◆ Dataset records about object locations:
— Begin —

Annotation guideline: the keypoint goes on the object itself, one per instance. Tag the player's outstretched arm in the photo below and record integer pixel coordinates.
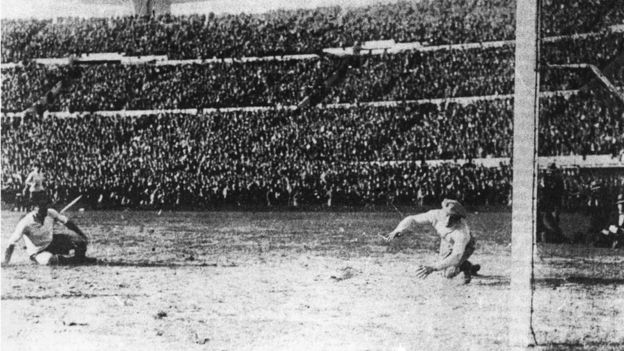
(67, 222)
(8, 253)
(409, 224)
(15, 237)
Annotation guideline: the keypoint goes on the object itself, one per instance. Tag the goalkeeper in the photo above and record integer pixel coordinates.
(43, 245)
(457, 243)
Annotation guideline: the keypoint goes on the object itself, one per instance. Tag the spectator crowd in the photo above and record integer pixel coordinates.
(272, 33)
(357, 154)
(263, 158)
(403, 76)
(354, 155)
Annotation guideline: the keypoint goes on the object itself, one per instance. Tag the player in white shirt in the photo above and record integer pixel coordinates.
(457, 243)
(42, 245)
(34, 184)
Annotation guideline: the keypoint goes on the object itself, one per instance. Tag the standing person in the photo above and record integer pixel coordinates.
(457, 243)
(43, 246)
(613, 235)
(34, 184)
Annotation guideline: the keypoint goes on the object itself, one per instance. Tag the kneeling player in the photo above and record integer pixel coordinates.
(45, 247)
(457, 243)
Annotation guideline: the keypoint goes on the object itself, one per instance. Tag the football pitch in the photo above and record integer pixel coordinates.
(293, 281)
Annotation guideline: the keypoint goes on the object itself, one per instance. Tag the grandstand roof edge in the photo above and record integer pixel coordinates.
(438, 101)
(397, 48)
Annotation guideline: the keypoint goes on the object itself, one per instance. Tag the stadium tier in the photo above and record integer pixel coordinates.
(410, 75)
(273, 33)
(296, 31)
(267, 156)
(368, 150)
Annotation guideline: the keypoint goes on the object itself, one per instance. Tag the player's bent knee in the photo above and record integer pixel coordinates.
(46, 259)
(450, 272)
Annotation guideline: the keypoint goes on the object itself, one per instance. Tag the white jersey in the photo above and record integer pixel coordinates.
(37, 236)
(34, 180)
(433, 217)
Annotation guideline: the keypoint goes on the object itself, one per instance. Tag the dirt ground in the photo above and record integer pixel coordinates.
(283, 281)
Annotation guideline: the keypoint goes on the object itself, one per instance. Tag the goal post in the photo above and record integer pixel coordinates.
(526, 95)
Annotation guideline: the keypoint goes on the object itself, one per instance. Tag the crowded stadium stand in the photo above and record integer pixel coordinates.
(290, 108)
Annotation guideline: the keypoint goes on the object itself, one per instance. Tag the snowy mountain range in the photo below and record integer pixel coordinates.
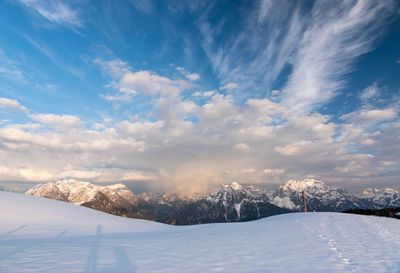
(229, 203)
(319, 196)
(382, 198)
(43, 235)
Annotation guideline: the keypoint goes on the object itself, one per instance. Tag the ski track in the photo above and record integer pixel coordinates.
(333, 234)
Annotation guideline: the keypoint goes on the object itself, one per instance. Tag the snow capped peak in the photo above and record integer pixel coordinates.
(118, 187)
(301, 185)
(386, 197)
(235, 185)
(79, 192)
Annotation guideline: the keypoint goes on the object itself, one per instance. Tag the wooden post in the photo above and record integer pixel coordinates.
(304, 201)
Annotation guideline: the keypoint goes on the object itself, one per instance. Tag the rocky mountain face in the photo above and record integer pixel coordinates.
(319, 196)
(116, 199)
(382, 198)
(229, 203)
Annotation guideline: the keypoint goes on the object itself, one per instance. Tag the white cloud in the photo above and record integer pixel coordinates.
(242, 147)
(190, 76)
(318, 45)
(225, 143)
(56, 11)
(58, 122)
(370, 92)
(148, 83)
(273, 171)
(12, 105)
(193, 76)
(229, 86)
(370, 117)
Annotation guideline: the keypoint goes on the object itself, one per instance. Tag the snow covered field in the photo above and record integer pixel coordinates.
(43, 235)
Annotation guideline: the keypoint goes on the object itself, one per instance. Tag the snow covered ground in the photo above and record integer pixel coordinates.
(43, 235)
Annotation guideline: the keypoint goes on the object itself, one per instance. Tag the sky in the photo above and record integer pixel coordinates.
(186, 95)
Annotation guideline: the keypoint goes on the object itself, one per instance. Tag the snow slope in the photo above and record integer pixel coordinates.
(43, 235)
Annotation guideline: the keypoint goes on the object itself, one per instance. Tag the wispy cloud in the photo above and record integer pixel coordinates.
(56, 11)
(229, 86)
(12, 105)
(10, 69)
(306, 50)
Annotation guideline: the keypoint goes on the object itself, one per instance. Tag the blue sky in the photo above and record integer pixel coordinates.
(190, 94)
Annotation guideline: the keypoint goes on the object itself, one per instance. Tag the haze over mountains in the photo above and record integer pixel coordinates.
(229, 203)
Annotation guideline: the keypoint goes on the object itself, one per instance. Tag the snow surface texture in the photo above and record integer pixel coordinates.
(43, 235)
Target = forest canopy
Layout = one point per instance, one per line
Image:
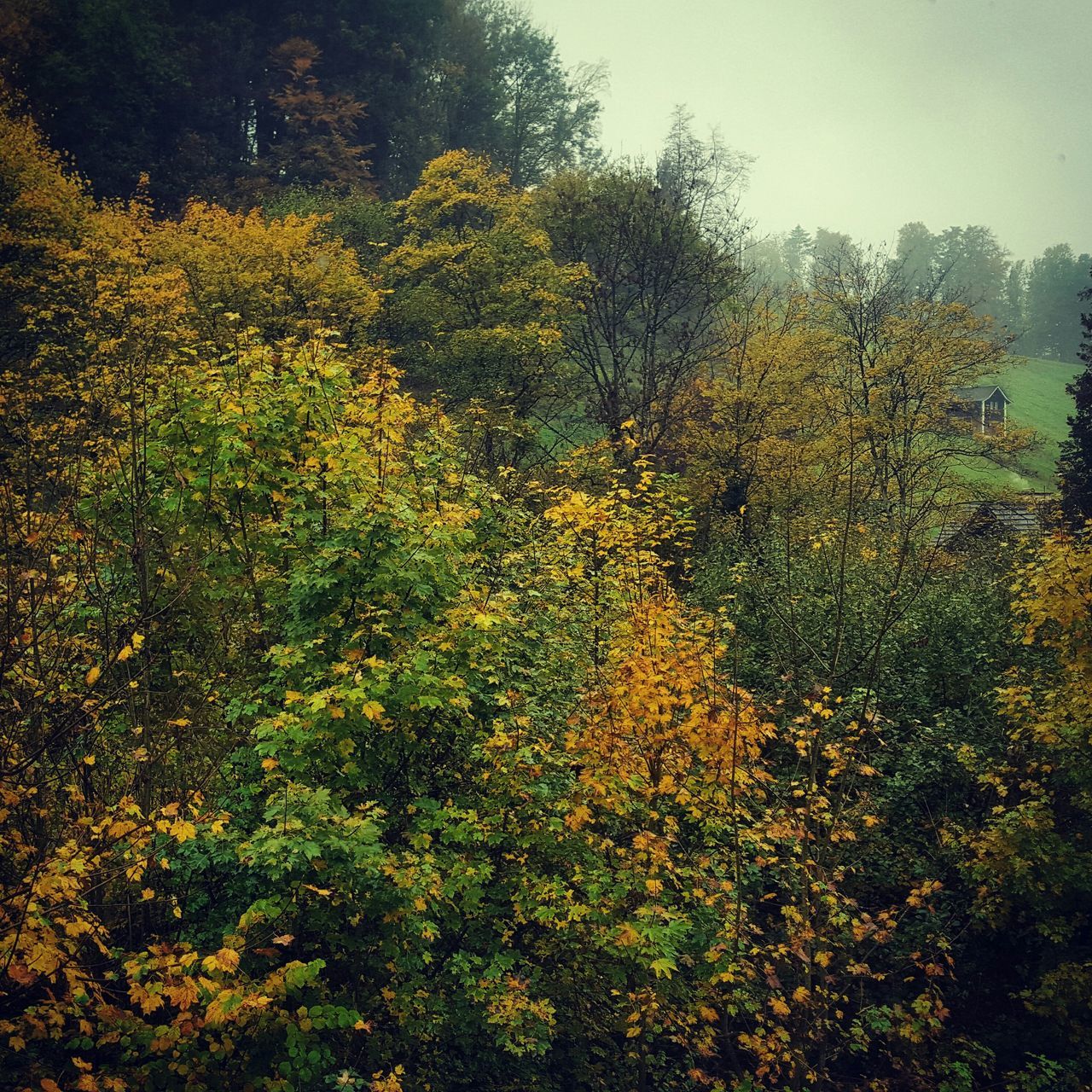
(470, 624)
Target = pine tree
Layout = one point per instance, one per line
(1076, 462)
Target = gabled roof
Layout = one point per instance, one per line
(979, 393)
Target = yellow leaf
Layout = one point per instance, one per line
(183, 830)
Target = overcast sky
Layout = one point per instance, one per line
(864, 113)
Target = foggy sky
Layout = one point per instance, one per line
(863, 113)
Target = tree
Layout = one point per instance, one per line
(663, 253)
(1075, 464)
(479, 303)
(546, 119)
(798, 249)
(1055, 282)
(915, 252)
(319, 142)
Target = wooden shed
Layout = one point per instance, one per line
(985, 406)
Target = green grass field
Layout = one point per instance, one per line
(1037, 390)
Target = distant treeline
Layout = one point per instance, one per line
(229, 100)
(1037, 301)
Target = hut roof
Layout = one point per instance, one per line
(979, 393)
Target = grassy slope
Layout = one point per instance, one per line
(1037, 390)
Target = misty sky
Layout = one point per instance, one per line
(864, 113)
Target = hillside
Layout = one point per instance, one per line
(1040, 401)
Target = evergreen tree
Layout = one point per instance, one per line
(1076, 462)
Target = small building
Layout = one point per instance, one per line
(984, 406)
(1025, 514)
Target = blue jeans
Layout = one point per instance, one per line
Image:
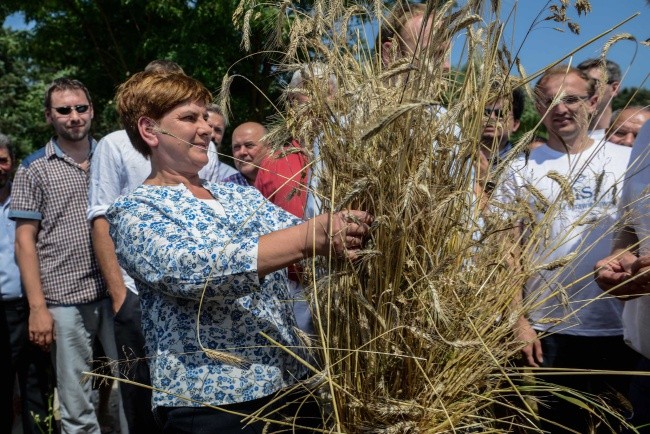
(21, 359)
(76, 328)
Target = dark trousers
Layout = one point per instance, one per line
(297, 408)
(640, 397)
(21, 359)
(579, 352)
(129, 339)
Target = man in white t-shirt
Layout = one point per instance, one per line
(627, 275)
(572, 185)
(607, 75)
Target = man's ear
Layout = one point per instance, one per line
(147, 130)
(592, 103)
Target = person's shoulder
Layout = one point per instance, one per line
(34, 157)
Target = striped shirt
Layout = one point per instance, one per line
(52, 188)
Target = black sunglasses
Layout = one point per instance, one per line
(66, 110)
(489, 111)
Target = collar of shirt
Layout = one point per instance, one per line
(53, 148)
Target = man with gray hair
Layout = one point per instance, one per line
(607, 75)
(20, 358)
(216, 170)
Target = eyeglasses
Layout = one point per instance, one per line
(66, 110)
(489, 111)
(568, 100)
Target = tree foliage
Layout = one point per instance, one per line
(104, 41)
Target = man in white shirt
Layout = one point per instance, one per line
(572, 185)
(625, 272)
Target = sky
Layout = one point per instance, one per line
(545, 44)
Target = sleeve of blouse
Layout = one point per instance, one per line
(161, 254)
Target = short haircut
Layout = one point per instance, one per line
(152, 95)
(164, 65)
(215, 108)
(612, 68)
(399, 15)
(565, 70)
(61, 84)
(5, 143)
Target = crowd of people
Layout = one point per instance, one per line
(185, 269)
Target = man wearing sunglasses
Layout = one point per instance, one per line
(571, 186)
(502, 118)
(68, 302)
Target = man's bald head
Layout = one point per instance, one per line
(627, 124)
(408, 32)
(248, 148)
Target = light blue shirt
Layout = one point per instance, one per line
(10, 286)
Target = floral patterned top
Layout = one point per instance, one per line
(177, 247)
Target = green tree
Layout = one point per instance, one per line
(104, 41)
(631, 96)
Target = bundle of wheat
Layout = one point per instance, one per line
(417, 335)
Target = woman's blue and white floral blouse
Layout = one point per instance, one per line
(176, 247)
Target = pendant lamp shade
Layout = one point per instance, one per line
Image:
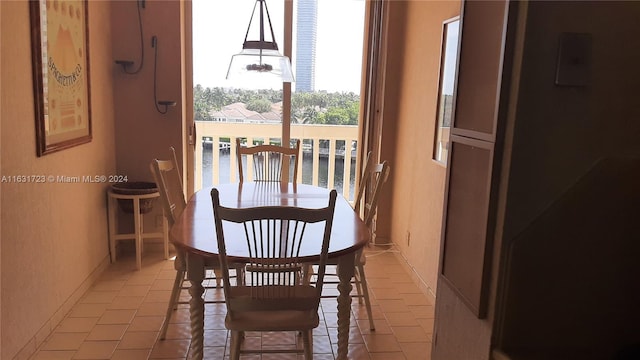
(259, 57)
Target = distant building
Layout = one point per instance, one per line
(307, 24)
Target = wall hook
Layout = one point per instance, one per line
(126, 64)
(164, 103)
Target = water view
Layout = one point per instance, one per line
(307, 170)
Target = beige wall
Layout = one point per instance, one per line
(414, 200)
(554, 137)
(54, 236)
(142, 133)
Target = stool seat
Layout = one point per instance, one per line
(138, 222)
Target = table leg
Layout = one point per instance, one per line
(111, 206)
(346, 266)
(138, 234)
(195, 274)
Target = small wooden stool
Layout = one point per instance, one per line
(138, 235)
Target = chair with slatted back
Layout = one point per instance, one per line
(369, 189)
(273, 298)
(267, 161)
(167, 176)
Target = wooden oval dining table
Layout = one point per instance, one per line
(194, 232)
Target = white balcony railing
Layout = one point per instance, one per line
(223, 161)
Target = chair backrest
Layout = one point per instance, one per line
(267, 161)
(277, 240)
(167, 176)
(369, 188)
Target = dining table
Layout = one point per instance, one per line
(194, 233)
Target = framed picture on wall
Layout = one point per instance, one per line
(59, 36)
(446, 87)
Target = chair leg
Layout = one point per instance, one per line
(236, 339)
(356, 278)
(365, 292)
(218, 274)
(307, 341)
(175, 295)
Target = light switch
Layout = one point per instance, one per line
(574, 59)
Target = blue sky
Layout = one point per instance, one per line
(220, 27)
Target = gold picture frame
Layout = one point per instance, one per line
(60, 43)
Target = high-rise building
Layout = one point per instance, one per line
(307, 23)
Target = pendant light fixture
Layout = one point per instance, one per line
(260, 57)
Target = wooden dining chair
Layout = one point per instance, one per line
(169, 181)
(267, 161)
(369, 189)
(273, 298)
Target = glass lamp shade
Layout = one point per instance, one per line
(263, 62)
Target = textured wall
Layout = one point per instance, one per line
(54, 236)
(413, 200)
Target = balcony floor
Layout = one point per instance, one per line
(121, 315)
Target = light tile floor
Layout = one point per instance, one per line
(120, 317)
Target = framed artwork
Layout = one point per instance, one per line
(59, 37)
(446, 88)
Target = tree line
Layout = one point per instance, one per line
(319, 107)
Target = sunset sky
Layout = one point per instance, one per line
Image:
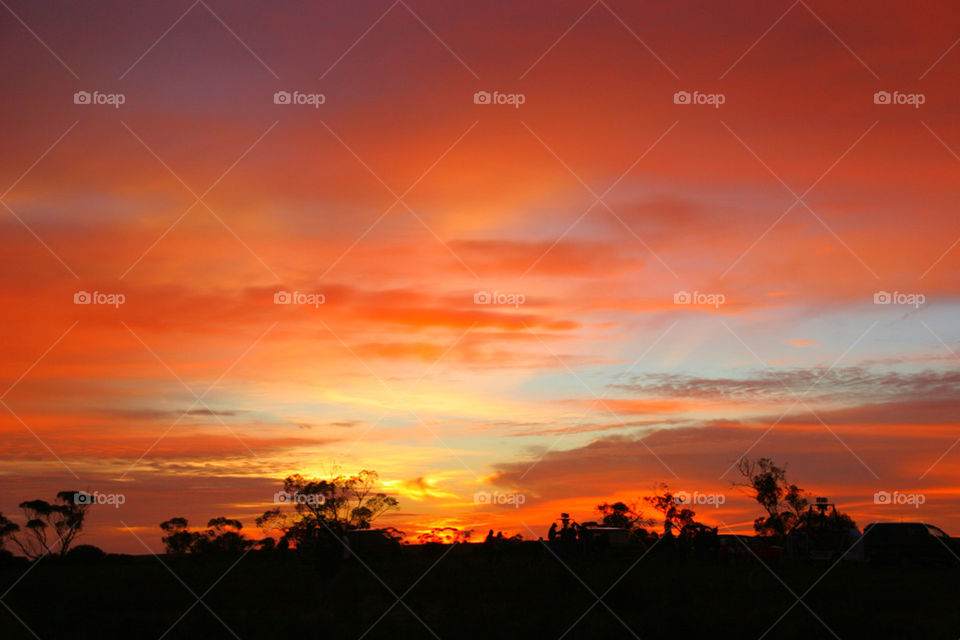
(588, 207)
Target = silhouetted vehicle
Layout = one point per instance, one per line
(909, 542)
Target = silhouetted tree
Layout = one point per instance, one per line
(620, 514)
(674, 512)
(7, 529)
(50, 528)
(222, 536)
(340, 504)
(783, 502)
(179, 538)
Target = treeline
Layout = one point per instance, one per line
(321, 512)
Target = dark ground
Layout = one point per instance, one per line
(523, 593)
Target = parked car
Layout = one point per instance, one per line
(909, 542)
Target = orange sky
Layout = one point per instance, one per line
(399, 198)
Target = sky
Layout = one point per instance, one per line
(518, 259)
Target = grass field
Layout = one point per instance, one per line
(464, 592)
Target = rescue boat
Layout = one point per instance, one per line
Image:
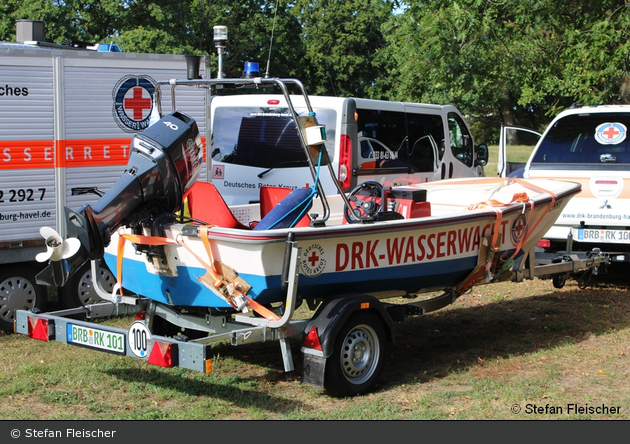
(172, 239)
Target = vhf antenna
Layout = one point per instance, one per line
(271, 42)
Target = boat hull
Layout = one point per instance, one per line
(400, 256)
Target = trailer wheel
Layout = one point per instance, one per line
(559, 280)
(358, 356)
(19, 291)
(79, 290)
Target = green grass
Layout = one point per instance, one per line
(499, 346)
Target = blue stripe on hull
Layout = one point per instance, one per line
(186, 290)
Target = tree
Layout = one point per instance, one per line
(342, 39)
(510, 62)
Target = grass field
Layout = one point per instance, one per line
(501, 352)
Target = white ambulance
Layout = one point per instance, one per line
(67, 120)
(589, 145)
(255, 143)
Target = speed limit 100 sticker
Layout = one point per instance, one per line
(138, 338)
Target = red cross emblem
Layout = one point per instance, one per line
(313, 258)
(611, 132)
(137, 103)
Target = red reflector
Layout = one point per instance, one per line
(162, 354)
(312, 340)
(39, 328)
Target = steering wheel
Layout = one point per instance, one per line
(365, 201)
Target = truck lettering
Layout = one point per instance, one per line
(7, 90)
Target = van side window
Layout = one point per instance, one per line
(261, 137)
(381, 137)
(426, 141)
(586, 138)
(461, 141)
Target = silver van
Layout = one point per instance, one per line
(254, 143)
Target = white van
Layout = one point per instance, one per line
(255, 143)
(589, 145)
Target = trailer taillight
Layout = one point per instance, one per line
(312, 340)
(41, 329)
(162, 354)
(345, 161)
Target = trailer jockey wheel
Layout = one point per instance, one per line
(365, 202)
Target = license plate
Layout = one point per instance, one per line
(96, 338)
(603, 236)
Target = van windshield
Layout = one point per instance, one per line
(261, 137)
(586, 138)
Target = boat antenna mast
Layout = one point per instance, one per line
(273, 27)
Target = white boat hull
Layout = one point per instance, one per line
(409, 255)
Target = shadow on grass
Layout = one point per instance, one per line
(452, 341)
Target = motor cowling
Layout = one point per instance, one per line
(164, 161)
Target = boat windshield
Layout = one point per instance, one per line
(593, 138)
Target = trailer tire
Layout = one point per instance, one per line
(79, 290)
(19, 291)
(358, 356)
(559, 280)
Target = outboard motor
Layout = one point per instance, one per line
(164, 161)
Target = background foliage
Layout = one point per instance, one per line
(499, 61)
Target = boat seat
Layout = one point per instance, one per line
(271, 196)
(290, 210)
(206, 204)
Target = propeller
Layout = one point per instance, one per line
(57, 248)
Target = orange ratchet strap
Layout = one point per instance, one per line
(218, 280)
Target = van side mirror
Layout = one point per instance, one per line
(482, 155)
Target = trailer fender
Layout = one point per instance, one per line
(327, 323)
(331, 316)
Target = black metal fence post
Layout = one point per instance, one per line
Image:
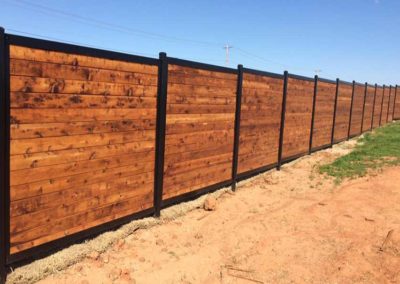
(283, 113)
(313, 113)
(236, 141)
(363, 113)
(351, 111)
(160, 131)
(387, 113)
(5, 157)
(334, 112)
(383, 96)
(373, 108)
(394, 104)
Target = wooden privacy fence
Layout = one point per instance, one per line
(92, 139)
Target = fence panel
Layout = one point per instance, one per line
(82, 143)
(343, 111)
(323, 115)
(299, 102)
(200, 128)
(378, 106)
(391, 103)
(260, 121)
(356, 114)
(368, 108)
(397, 104)
(385, 103)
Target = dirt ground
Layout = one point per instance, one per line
(292, 226)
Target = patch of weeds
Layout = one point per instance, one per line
(372, 152)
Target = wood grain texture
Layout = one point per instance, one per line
(323, 116)
(356, 114)
(377, 107)
(384, 106)
(299, 104)
(260, 121)
(82, 143)
(343, 112)
(369, 104)
(199, 131)
(391, 104)
(397, 104)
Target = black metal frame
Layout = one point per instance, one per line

— End —

◆ Short problem: Output only the lines from the one that contains "Target = white boat hull" to the end of the entries above, both end lines included, and drop the pictures.

◆ Solution to this task:
Target = white boat hull
Layout = one point per instance, one per line
(409, 255)
Target = shadow on grass
Layout = one point per instance, one per line
(452, 341)
Target = motor cowling
Layout = one point per instance, one per line
(164, 161)
Target = boat windshield
Layout = one point per instance, one per line
(593, 138)
Target = trailer tire
Layout = one point per instance, one per line
(79, 290)
(19, 291)
(358, 356)
(559, 280)
Target = outboard motor
Layout = one point per instance, one per line
(164, 161)
Target = background foliage
Layout = one point per instance, one per line
(499, 61)
Target = boat seat
Layout = one point per instance, one per line
(271, 196)
(290, 210)
(206, 204)
Target = propeller
Layout = one point per instance, one per line
(57, 248)
Target = orange ratchet strap
Layout = one point per instance, one per line
(218, 280)
Target = van side mirror
Layout = one point per instance, one per line
(482, 155)
Target = trailer fender
Layout = one point per instance, one per line
(327, 323)
(331, 316)
Target = black metal fence post
Layout = one point per instance, one per line
Image:
(283, 113)
(313, 113)
(236, 141)
(363, 113)
(351, 111)
(160, 131)
(387, 113)
(5, 157)
(334, 112)
(383, 96)
(373, 108)
(394, 104)
Target = wooden privacy fence
Layout = one point per instance, one per line
(92, 139)
Target = fence panel
Layout = one point per instance, one per line
(82, 143)
(343, 111)
(323, 115)
(299, 102)
(200, 128)
(378, 106)
(391, 103)
(260, 121)
(356, 114)
(368, 108)
(397, 104)
(385, 103)
Target = dirt ground
Layout = one point per instance, one per line
(292, 226)
Target = patch of weeds
Layout = one point per instance, one per line
(372, 152)
Target = wood grain texture
Layout = one point per instance, one per line
(323, 116)
(356, 114)
(377, 107)
(384, 106)
(299, 104)
(260, 121)
(82, 143)
(343, 112)
(369, 104)
(199, 131)
(391, 104)
(397, 104)
Target = black metal frame
Layout = one point per instance, one per line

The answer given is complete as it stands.